Devuelve sin ningún cambio el fragmento del artículo sobre los estilos educativos parentales que empieza con las palabras "que tenga éste" y acaba con "durante la infancia.".

* **Artículo**:
****************************************

Como se ha dicho, en esta etapa el comportamiento del niño empieza a ordenarse y

organizarse entorno a objetivos, los cuales vendrán determinados por la percepción

que tenga éste sobre sí mismo, los demás, y el entorno que le rodea (Mayseless,

2005). En la misma línea, afirma Millon que “estas representaciones –el sí mismo y

los demás, así como su coordinación- son primordiales para la génesis del sistema

de personalidad” (2001, p. 64). Por ello, a continuación veremos cómo las actitudes

y estilos educativos parentales influyen en la formación y elaboración de estas

representaciones más complejas sobre sí mismo y los demás durante la infancia.

3.3. Estilos educativos y actitudes parentales: su influencia en la formación

de la personalidad

Puesto que la personalidad se va formando durante todo el proceso madurativo del

niño, es evidente que el estilo educativo que utilicen los progenitores y las

experiencias que tenga el niño en el ámbito familiar influirán directamente en el

desarrollo de la misma, y particularmente en el desarrollo de la propia autoestima,

identidad y en consecuencia en la orientación a objetivos, aspectos en los cuales

nos centraremos. Lógicamente, la relación con personas externas a la familia, como

por ejemplo el grupo de coetáneos o los maestros, tendrán influencia en el niño. Sin

embargo, como señalan Mussen y cols. (1984) en gran medida la fuente del

autoconcepto reside en las experiencias que se viven en el hogar. Puesto que los

diferentes constructos y rasgos se forman por repetición de experiencias, la

importancia del ambiente familiar reside en que ejerce su influencia de forma

continuada en el niño, por lo que su efecto es acumulativo y duradero, en tanto que

las experiencias que se viven en la familia suelen ser de naturaleza similar. En este

ambiente, el niño desarrolla un sentimiento básico de seguridad o inseguridad, imita

los estilos de relación interpersonal, adquiere un autoconcepto en base a cómo lo

51

perciben los demás y un sentimiento de valía personal, y aprende a afrontar los

acontecimientos de la vida (Millon, 2001).

****************************************

* **Filas**:
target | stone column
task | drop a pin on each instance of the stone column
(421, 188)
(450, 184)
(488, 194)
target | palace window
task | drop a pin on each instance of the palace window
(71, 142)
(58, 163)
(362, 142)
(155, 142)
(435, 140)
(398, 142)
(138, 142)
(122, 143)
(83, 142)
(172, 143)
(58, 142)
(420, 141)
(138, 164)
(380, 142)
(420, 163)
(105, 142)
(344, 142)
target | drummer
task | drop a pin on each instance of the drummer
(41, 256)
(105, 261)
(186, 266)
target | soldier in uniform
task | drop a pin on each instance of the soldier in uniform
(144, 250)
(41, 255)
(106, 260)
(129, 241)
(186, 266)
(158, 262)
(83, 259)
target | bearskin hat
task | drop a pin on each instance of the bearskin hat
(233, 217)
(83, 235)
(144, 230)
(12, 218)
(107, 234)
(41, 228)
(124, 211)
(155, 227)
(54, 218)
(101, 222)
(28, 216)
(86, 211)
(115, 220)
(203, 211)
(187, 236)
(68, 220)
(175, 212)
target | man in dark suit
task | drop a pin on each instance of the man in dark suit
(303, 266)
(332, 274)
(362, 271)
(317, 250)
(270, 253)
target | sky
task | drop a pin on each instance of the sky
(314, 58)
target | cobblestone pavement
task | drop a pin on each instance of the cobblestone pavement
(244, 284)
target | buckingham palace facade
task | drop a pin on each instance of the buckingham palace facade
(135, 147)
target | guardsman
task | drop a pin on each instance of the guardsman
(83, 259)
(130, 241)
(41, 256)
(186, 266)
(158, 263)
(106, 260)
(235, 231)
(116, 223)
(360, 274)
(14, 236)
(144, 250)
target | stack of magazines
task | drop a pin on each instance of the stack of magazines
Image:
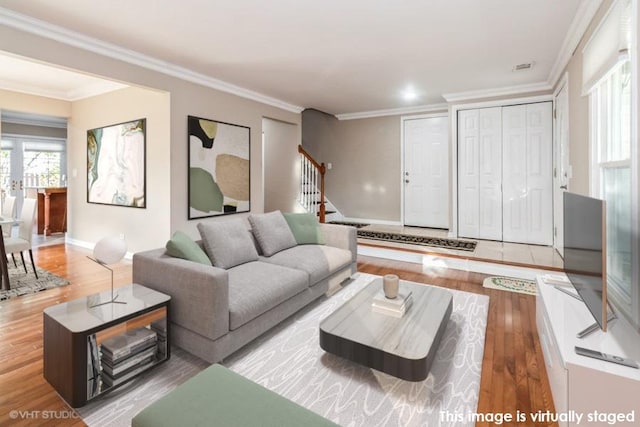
(127, 355)
(395, 307)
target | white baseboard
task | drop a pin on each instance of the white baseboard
(372, 221)
(490, 268)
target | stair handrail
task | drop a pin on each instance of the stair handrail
(322, 169)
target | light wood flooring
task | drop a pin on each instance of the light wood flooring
(513, 373)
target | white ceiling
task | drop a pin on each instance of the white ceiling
(338, 56)
(20, 75)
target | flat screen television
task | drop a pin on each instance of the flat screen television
(585, 258)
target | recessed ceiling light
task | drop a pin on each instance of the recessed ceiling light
(409, 95)
(523, 67)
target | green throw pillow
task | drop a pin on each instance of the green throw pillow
(183, 246)
(305, 228)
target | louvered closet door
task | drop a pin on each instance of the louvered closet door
(480, 173)
(527, 162)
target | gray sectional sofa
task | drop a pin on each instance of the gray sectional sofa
(215, 310)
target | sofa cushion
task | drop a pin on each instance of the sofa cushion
(228, 243)
(305, 228)
(257, 287)
(182, 246)
(272, 232)
(318, 261)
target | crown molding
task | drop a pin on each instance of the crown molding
(74, 95)
(393, 112)
(33, 90)
(583, 17)
(502, 91)
(72, 38)
(17, 117)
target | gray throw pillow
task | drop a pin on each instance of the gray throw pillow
(272, 232)
(228, 243)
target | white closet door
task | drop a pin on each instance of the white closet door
(514, 161)
(468, 174)
(490, 174)
(527, 189)
(426, 159)
(540, 173)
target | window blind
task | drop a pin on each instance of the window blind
(608, 46)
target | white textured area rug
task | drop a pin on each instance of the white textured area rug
(289, 361)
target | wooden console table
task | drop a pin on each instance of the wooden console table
(52, 210)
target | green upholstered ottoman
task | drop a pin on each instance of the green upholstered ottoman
(220, 397)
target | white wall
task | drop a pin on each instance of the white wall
(281, 166)
(186, 98)
(89, 222)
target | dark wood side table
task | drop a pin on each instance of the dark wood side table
(52, 210)
(74, 332)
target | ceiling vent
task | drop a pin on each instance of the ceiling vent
(523, 67)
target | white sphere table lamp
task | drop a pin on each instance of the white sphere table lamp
(109, 250)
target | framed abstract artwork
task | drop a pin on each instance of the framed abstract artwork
(219, 165)
(116, 164)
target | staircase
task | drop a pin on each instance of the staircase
(312, 195)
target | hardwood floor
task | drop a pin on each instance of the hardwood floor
(22, 386)
(513, 373)
(514, 377)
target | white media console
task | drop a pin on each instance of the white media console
(582, 385)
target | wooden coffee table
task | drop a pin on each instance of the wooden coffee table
(403, 347)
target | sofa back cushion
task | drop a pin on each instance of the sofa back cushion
(305, 228)
(272, 232)
(228, 243)
(183, 246)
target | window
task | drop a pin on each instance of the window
(611, 175)
(42, 169)
(609, 80)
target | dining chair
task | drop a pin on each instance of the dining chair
(25, 232)
(8, 211)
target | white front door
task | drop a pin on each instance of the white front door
(561, 164)
(527, 174)
(426, 172)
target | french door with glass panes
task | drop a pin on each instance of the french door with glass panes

****************************************

* **Ejercicio resuelto**:
que tenga éste sobre sí mismo, los demás, y el entorno que le rodea (Mayseless,

2005). En la misma línea, afirma Millon que “estas representaciones –el sí mismo y

los demás, así como su coordinación- son primordiales para la génesis del sistema

de personalidad” (2001, p. 64). Por ello, a continuación veremos cómo las actitudes

y estilos educativos parentales influyen en la formación y elaboración de estas

representaciones más complejas sobre sí mismo y los demás durante la infancia.